■ Exercise instructions ■
Please copy each line of the listing that includes the string "mountain".

■ Records supplied ■

########

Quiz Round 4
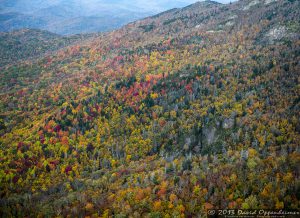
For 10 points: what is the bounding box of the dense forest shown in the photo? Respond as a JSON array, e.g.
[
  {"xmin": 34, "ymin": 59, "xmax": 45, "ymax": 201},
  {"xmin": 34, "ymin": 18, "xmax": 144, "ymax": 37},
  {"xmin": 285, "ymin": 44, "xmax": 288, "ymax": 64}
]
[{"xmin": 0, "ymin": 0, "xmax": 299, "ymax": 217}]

########

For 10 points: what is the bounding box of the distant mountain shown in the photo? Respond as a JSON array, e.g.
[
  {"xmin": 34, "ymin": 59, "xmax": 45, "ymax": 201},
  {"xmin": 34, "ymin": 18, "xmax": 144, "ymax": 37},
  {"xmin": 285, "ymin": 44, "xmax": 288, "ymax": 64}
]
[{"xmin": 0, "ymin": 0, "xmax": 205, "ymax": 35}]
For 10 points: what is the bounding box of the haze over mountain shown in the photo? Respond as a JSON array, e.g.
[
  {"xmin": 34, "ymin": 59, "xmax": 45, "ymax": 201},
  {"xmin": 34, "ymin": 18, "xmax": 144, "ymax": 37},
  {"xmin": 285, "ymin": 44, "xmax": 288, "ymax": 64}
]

########

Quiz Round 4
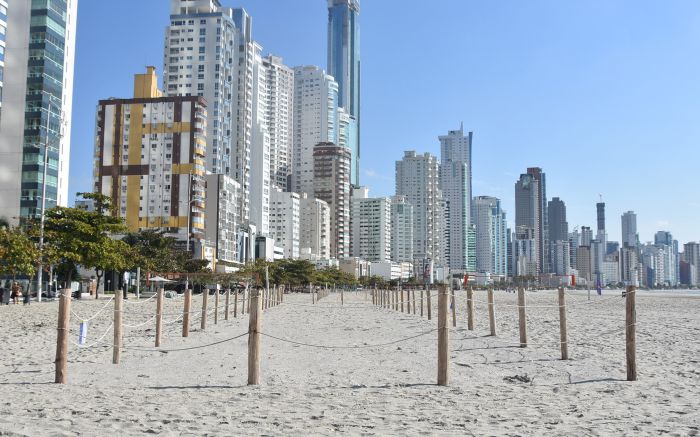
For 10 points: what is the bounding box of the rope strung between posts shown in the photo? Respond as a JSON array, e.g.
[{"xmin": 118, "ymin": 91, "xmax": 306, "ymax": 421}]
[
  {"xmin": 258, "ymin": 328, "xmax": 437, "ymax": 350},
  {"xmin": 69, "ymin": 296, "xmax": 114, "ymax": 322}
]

########

■ Response for this exercise ■
For 10 points: what is the bounding box of the distant mountain shown in the photo? Respond as a JSON array, e.g.
For 10 points: what is the bounding box of the haze over mountain shown in the photo? Respond as a JSON array, e.g.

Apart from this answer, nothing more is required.